- _EXERCISE DATA_
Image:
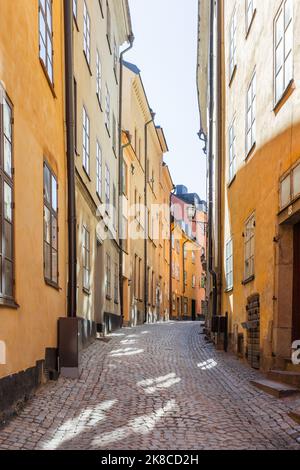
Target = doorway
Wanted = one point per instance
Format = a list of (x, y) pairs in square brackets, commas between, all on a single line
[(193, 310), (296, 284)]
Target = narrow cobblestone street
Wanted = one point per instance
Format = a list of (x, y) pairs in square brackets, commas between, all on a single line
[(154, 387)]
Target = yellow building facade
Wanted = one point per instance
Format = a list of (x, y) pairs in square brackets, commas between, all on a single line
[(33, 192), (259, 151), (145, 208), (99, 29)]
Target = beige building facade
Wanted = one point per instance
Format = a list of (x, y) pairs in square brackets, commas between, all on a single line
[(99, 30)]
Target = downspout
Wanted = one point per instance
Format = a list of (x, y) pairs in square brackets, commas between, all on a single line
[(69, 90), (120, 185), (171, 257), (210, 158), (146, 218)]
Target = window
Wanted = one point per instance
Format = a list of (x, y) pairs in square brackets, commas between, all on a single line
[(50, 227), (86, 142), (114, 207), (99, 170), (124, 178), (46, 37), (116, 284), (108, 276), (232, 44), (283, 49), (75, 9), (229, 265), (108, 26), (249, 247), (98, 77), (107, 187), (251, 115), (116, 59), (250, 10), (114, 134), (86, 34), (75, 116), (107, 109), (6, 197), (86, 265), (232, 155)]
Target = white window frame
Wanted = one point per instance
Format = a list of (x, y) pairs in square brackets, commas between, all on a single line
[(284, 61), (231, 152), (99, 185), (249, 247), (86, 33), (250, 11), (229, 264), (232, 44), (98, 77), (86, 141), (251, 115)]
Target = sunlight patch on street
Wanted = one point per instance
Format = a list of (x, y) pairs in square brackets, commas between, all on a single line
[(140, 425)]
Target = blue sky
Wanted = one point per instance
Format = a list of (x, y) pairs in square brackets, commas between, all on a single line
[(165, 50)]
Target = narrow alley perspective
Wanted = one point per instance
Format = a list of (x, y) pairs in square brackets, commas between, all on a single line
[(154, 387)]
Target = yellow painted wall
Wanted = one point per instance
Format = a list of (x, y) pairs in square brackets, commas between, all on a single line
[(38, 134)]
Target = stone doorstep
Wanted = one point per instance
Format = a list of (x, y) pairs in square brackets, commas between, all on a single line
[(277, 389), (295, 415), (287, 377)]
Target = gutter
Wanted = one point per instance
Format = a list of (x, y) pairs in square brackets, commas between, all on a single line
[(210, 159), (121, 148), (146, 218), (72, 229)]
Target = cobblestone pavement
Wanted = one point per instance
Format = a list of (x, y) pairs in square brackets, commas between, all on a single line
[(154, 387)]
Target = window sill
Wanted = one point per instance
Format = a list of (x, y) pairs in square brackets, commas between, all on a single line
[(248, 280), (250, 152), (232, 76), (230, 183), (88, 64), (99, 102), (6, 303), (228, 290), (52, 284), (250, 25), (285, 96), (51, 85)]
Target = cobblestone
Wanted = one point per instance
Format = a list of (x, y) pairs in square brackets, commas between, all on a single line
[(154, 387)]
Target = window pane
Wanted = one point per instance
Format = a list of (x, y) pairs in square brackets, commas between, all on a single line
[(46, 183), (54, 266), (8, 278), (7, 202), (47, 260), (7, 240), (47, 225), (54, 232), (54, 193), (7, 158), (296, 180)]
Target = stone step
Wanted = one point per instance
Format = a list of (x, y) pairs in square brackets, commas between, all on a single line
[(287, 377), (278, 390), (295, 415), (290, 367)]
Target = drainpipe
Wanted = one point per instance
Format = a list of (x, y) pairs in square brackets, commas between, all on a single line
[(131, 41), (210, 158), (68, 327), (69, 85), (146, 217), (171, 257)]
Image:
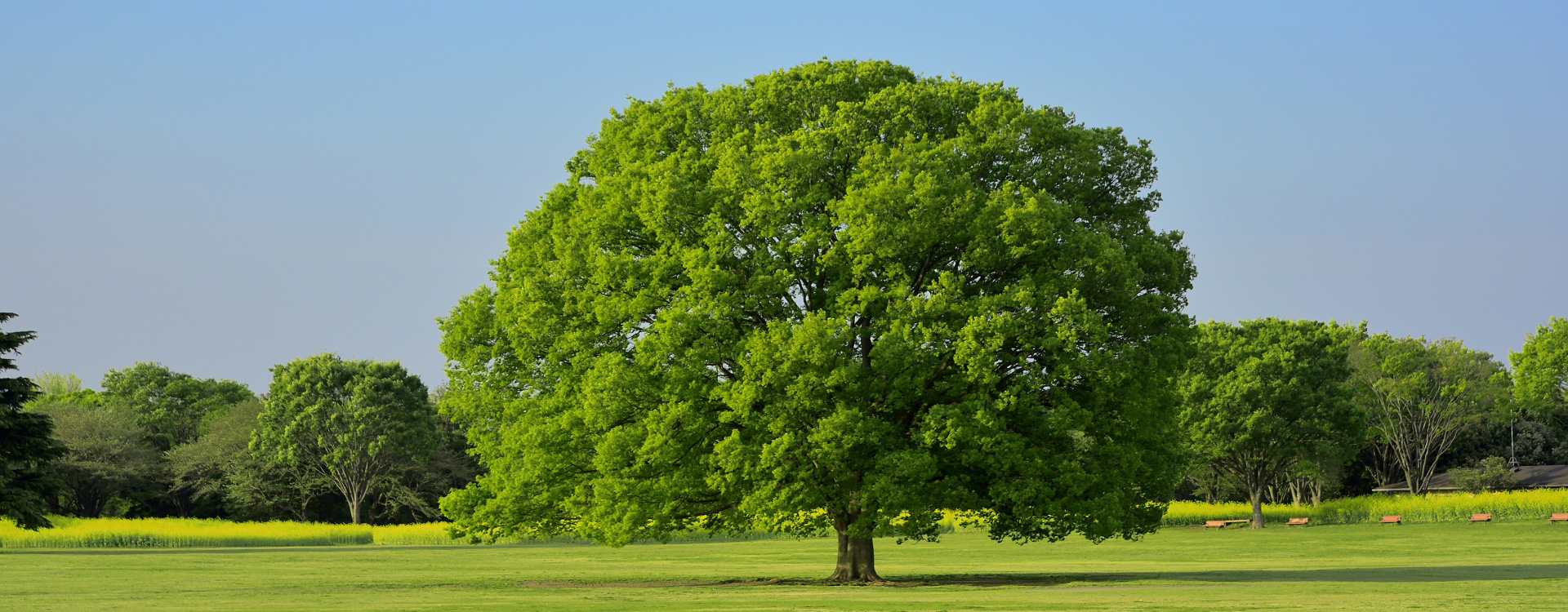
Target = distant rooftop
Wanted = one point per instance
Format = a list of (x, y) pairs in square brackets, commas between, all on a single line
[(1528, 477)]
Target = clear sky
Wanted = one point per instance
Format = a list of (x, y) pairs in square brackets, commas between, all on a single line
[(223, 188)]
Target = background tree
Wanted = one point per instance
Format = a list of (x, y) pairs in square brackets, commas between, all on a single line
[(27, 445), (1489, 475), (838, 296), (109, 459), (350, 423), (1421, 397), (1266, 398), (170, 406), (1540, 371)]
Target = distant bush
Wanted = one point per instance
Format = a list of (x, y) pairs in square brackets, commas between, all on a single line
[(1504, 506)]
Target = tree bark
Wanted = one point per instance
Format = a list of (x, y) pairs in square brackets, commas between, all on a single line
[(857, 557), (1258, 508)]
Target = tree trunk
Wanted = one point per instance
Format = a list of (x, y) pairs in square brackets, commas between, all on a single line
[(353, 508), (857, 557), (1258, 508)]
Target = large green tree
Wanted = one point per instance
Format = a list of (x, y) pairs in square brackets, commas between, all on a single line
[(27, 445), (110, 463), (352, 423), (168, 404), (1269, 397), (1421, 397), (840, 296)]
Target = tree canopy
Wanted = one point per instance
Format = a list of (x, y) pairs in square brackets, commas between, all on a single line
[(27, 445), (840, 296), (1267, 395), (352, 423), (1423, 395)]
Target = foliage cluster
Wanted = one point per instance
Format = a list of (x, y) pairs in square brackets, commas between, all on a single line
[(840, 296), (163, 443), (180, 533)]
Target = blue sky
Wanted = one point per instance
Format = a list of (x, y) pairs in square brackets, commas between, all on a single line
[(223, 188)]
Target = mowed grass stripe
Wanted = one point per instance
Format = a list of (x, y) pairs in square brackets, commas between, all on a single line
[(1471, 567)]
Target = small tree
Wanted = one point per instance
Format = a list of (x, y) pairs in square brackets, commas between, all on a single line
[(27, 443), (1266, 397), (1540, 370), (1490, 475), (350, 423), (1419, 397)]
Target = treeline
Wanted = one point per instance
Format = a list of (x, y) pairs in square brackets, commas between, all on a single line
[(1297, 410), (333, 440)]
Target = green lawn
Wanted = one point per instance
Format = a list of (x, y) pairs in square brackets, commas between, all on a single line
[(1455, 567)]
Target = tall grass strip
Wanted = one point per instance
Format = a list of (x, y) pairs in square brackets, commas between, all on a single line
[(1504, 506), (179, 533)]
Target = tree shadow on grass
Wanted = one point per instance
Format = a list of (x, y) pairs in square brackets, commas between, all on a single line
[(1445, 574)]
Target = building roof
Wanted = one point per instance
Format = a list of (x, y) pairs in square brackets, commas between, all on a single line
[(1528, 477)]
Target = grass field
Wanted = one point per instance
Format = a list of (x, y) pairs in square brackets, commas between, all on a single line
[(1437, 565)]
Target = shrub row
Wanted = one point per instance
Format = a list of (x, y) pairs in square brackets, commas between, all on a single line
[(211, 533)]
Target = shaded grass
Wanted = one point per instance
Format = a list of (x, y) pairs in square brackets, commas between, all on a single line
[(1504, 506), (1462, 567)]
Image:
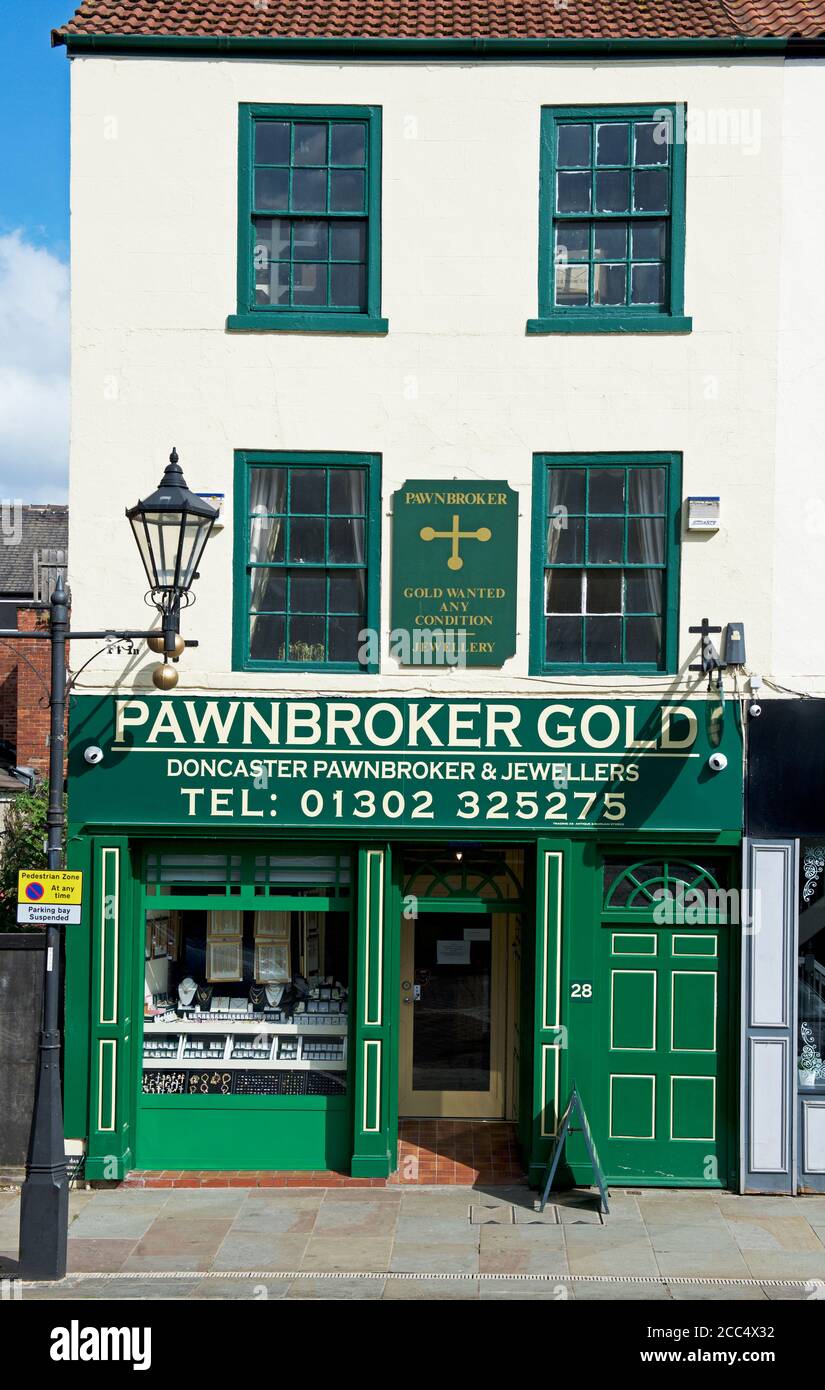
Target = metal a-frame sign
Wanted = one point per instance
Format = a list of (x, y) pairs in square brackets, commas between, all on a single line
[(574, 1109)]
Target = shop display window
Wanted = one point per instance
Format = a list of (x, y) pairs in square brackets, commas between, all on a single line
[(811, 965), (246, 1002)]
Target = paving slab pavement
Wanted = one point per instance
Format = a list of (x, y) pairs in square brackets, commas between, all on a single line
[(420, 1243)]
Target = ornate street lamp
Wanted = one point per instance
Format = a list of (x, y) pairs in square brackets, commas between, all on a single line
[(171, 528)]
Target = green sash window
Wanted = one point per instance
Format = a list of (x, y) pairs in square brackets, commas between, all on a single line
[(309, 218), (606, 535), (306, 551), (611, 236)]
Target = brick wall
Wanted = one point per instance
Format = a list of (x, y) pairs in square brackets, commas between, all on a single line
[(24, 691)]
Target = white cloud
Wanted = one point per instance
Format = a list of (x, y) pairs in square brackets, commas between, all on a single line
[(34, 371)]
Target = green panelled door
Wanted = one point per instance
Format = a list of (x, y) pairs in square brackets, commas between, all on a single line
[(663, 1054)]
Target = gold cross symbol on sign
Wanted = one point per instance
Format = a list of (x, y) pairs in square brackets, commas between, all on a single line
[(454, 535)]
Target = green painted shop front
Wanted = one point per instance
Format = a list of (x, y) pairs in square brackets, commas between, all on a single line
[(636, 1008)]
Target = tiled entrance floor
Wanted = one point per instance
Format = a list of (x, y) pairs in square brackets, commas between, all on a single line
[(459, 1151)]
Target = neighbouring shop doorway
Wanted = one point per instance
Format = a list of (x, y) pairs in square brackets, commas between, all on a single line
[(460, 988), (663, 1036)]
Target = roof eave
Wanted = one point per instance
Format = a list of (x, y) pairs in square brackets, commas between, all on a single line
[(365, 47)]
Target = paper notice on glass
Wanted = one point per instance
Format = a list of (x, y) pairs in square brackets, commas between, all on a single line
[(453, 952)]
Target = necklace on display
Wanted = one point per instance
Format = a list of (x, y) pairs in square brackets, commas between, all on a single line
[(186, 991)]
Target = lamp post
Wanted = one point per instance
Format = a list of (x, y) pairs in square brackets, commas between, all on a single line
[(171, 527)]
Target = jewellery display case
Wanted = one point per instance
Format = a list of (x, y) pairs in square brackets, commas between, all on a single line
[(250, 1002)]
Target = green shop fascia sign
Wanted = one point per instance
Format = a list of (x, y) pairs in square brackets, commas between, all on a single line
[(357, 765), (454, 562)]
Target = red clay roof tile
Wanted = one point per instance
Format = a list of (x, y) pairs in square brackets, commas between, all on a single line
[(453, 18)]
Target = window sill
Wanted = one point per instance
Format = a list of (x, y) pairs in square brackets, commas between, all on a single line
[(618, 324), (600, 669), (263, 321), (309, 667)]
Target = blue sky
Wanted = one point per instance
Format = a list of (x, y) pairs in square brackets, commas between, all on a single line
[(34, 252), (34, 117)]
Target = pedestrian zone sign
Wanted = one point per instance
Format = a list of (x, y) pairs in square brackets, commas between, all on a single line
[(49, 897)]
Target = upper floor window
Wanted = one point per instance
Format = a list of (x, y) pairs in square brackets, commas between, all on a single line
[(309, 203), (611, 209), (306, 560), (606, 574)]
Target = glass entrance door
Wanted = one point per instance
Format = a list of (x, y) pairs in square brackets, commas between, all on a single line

- _PROBLEM DESCRIPTION_
Please turn the material, from its first line through the line containing "[(140, 425)]", into a Markdown table with the columns Row and Material line, one line per row and blank lines skipped. Leave the pictures out of the table.

- _RESULT_
| Row | Material line |
|---|---|
| 1 | Image: |
| 2 | Target = doorway |
| 3 | Wanted = one point per instance |
| 4 | Format = a list of (x, y) pairs in square brackets, commas between, all on a single line |
| 5 | [(193, 310), (296, 284)] |
| 6 | Target = narrow cobblestone street |
| 7 | Wanted = one point per instance |
| 8 | Format = a list of (x, y) pairs in square brackets, commas between, all on a single line |
| 9 | [(154, 387)] |
| 10 | Target = yellow building facade |
| 11 | Wanted = one point per instance |
| 12 | Format = a list of (x, y) pairs in square brackets, commas between, all on a single line |
| 13 | [(33, 192), (259, 151), (145, 208), (99, 29)] |
| 14 | Target = beige building facade |
| 15 | Wanted = one point per instance |
| 16 | Format = a list of (x, y) pairs in square brackets, commas between, all on a single line |
| 17 | [(99, 30)] |
| 18 | Target = downspout |
| 19 | Wanted = one point per instance |
| 20 | Format = a list of (x, y) pairs in square brackets, commas between, all on a single line |
| 21 | [(69, 90), (120, 185), (171, 257), (210, 158), (146, 218)] |
| 22 | Target = window |
| 23 | Wanted = one point per instance |
| 24 | Format = a list of (x, y) pairs in square brackets, commas between, all on a single line |
| 25 | [(50, 227), (86, 142), (114, 207), (99, 170), (124, 178), (46, 37), (116, 284), (108, 276), (232, 44), (283, 49), (75, 9), (229, 265), (108, 26), (249, 247), (98, 77), (107, 187), (251, 115), (116, 59), (250, 10), (114, 134), (86, 34), (75, 116), (107, 109), (6, 197), (86, 265), (232, 155)] |
| 26 | Target = white window frame |
| 27 | Wanted = one point per instance |
| 28 | Format = a list of (x, y) pairs in square brackets, commas between, all on a single line |
| 29 | [(284, 61), (231, 152), (99, 185), (249, 247), (86, 33), (250, 11), (229, 264), (232, 44), (98, 77), (86, 141), (251, 115)] |
| 30 | Target = sunlight patch on street |
| 31 | Wanted = one point per instance |
| 32 | Format = a list of (x, y) pairs in square brackets, commas between, all on a single line |
| 33 | [(140, 425)] |